Pressemitteilung 2023/064 vom

„Über Suizidgedanken spricht man als Mann nicht“, sagt einer der Betroffenen, die im Rahmen von zwei neuen Online-Angeboten über ihre Erfahrungen und ihren Weg aus einer ausweglos erscheinenden Situation berichten. Die Programme des Forschungsverbundes „MEN-ACCESS – Suizidprävention für Männer“ richten sich an Betroffene und deren Angehörige. Sie wurden von Wissenschaftler:innen der Universitäten Leipzig, Bielefeld sowie der Medical School Berlin entwickelt.

Jedes Jahr sterben in Deutschland mehr als 9000 Menschen durch Suizid. 75 Prozent von ihnen sind Männer. Trotz dieser erschreckend hohen Zahl an Betroffenen finden Suizidgedanken und Krisen häufig im Verborgenen statt. „Männer nehmen weniger Hilfsangebote in Anspruch als Frauen und sprechen ihre Suizidgedanken seltener an. Sowohl Männer als auch deren Angehörige berichten von Hilflosigkeit, was in suizidalen Krisen hilft, was man tun und wohin man sich wenden kann. Wir wollen diesen Problemen mit unseren neuen, wissenschaftlich fundierten Angeboten entgegenwirken“, sagt die Psychologin Prof. Dr. Heide Glaesmer, Projektleiterin an der Universitätsmedizin Leipzig.

# AUFGABE 1
Welcher Anteil der Menschen, die in Deutschland jährlich durch Suizid sterben, sind laut der Pressemitteilung zur Suizidprävention für Männer Männer?
# AUFGABE 2
Wiederholen Sie wortgetreu den Abschnitt der Pressemitteilung zur Suizidprävention für Männer von „Jedes Jahr sterben“ bis einschließlich „der Universitätsmedizin Leipzig.“.
# AUFGABE 3
Setzen Sie die Pressemitteilung zur Suizidprävention für Männer im Anschluss an ihren letzten Satz fort.
Die Einträge werden für die Bearbeitung nicht benötigt.

# ZU PRÜFENDE DATEN
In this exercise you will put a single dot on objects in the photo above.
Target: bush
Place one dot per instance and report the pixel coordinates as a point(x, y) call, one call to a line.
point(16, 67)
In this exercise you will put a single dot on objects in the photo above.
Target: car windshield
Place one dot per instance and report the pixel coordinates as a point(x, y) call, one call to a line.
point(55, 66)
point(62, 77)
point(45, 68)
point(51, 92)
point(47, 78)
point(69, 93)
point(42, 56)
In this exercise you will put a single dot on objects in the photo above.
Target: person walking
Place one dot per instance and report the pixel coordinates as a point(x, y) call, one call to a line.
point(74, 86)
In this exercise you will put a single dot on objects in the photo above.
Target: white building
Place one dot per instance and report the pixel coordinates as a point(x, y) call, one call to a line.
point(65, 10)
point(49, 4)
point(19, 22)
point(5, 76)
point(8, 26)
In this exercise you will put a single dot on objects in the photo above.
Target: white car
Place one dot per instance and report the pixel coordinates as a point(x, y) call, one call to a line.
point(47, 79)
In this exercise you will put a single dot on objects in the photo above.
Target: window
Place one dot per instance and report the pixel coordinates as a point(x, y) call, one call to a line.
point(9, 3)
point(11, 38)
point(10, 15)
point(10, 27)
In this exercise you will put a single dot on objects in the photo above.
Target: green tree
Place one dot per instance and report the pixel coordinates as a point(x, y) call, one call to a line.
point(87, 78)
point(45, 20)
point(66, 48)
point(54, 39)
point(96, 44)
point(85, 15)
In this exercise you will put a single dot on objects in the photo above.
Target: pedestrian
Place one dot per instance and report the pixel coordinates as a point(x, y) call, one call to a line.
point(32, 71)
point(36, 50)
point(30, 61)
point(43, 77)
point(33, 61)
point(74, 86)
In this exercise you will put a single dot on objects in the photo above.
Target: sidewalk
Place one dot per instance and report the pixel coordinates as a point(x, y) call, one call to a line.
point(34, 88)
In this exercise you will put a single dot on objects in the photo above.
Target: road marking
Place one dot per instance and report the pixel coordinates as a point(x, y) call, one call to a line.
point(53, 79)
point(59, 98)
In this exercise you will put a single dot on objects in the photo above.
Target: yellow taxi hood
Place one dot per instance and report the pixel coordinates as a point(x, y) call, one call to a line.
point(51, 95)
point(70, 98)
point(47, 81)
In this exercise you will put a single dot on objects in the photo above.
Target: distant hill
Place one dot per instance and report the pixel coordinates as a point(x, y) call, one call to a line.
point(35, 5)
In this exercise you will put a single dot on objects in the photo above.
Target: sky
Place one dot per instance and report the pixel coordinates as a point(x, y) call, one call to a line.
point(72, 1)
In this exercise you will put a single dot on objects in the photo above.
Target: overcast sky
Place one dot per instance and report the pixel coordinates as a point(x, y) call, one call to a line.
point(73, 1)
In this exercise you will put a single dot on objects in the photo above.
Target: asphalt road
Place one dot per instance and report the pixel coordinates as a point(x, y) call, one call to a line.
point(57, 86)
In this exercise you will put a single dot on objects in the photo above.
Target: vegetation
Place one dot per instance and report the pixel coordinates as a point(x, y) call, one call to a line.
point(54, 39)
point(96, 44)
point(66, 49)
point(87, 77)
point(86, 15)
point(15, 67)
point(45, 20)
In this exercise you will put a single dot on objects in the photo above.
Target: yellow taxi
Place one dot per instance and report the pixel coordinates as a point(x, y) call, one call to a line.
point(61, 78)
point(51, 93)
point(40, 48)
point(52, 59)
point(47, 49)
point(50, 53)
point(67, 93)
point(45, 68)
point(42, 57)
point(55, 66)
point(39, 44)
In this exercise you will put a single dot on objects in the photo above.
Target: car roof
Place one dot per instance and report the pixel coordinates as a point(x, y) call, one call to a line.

# ANTWORTFELD 1
75 Prozent.

# ANTWORTFELD 2
Jedes Jahr sterben in Deutschland mehr als 9000 Menschen durch Suizid. 75 Prozent von ihnen sind Männer. Trotz dieser erschreckend hohen Zahl an Betroffenen finden Suizidgedanken und Krisen häufig im Verborgenen statt. „Männer nehmen weniger Hilfsangebote in Anspruch als Frauen und sprechen ihre Suizidgedanken seltener an. Sowohl Männer als auch deren Angehörige berichten von Hilflosigkeit, was in suizidalen Krisen hilft, was man tun und wohin man sich wenden kann. Wir wollen diesen Problemen mit unseren neuen, wissenschaftlich fundierten Angeboten entgegenwirken“, sagt die Psychologin Prof. Dr. Heide Glaesmer, Projektleiterin an der Universitätsmedizin Leipzig.

# ANTWORTFELD 3
Obwohl die Suizidrate bei Männern fast dreimal so hoch ist wie bei Frauen, gibt es bisher nur sehr wenige spezifische Hilfsangebote. Der Forschungsverbund MEN-ACCESS hat aus diesem Grund zwei neue präventive Online-Angebote speziell für Männer mit Suizidrisiko und deren Angehörige entwickelt. Basis dafür waren Interviews mit Männern, die einen Suizidversuch unternommen haben. In sogenannten psychologischen Autopsie-Interviews wurden auch Angehörige befragt, die eine nahstehende männliche Person durch einen Suizid verloren haben. 

Das Ziel besteht darin, Anzeichen, die dem Suizidversuch vorausgingen, besser zu erkennen. Außerdem wollen die Wissenschaftler:innen verstehen, wie Männer das Hilfesystem in Anspruch nehmen beziehungsweise welche Gründe sie daran hindern und welche Strategien oder Personen ihnen in der Krise hilfreich waren. Zusätzlich werden Daten einer Längsschnittstudie zu psychologischen Faktoren von Suiziden analysiert, geschlechtsspezifische Unterschiede und Risikofaktoren von Männern betrachtet. Mithilfe dieser verschiedenen Ansätze wurden zwei neue Hilfsangebote entwickelt.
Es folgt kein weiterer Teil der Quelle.